| Your objective |
Return a copy of each line in the listing that includes the word "skin".

| Data for this exercise |
_ _ _ _ _ _ _

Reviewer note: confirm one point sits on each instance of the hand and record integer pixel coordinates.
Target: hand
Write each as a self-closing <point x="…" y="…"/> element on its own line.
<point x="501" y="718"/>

_ _ _ _ _ _ _

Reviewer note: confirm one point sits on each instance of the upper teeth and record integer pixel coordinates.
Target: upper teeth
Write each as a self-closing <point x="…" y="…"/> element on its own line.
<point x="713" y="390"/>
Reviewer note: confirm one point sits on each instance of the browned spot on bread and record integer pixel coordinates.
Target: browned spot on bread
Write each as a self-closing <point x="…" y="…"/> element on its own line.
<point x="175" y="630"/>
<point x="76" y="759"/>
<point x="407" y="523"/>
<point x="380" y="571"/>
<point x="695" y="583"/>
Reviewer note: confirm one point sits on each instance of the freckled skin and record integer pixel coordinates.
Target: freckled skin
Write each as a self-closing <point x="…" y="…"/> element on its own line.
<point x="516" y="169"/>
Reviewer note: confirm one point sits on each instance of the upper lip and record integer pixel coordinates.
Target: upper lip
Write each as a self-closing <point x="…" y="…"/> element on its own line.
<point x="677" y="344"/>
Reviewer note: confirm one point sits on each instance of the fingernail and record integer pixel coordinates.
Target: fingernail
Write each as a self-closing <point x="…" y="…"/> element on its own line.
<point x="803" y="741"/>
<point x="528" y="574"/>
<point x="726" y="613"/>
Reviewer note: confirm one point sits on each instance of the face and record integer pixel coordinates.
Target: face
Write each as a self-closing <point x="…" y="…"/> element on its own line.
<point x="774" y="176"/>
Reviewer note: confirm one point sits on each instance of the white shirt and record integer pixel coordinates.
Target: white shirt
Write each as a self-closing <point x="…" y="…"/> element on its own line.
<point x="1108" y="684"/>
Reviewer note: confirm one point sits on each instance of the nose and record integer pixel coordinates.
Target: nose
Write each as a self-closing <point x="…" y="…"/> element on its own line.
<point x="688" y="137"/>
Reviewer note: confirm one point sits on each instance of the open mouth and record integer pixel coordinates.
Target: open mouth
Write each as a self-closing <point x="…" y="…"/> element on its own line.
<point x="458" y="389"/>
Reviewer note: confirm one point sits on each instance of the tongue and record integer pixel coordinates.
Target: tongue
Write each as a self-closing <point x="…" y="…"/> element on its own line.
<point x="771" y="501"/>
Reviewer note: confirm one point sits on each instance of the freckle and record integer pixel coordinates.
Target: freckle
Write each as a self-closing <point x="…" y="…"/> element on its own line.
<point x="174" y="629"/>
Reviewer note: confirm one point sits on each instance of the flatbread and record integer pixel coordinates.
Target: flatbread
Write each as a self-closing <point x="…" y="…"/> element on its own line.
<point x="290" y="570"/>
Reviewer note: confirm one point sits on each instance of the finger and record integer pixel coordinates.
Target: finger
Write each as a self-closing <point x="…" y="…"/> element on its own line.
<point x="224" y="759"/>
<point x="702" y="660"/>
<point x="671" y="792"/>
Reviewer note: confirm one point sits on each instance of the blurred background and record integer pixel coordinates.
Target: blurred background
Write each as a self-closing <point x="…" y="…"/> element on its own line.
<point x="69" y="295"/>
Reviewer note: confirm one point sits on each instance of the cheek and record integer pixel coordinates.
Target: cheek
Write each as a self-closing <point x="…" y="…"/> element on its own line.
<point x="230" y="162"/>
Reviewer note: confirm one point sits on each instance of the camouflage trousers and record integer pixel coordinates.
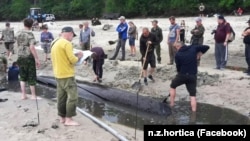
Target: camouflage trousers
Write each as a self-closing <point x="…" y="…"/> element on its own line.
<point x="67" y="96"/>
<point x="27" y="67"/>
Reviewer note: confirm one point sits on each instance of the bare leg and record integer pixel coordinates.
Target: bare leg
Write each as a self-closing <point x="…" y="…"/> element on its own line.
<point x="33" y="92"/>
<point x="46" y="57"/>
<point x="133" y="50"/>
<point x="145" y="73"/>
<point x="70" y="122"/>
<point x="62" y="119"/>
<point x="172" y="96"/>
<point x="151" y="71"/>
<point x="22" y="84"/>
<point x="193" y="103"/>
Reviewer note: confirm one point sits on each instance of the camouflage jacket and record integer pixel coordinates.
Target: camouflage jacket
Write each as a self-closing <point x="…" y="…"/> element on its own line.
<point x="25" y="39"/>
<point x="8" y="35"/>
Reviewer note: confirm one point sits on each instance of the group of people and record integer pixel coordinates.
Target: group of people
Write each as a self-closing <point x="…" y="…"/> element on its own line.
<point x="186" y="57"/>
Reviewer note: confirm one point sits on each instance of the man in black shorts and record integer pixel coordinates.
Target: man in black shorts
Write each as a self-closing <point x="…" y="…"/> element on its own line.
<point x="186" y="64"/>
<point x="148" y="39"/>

_ _ _ _ _ _ _

| Completed exercise |
Reviewer note: confirm one point sits on each instance of the freckled skin and record integer pixel coordinates.
Target: freckled skin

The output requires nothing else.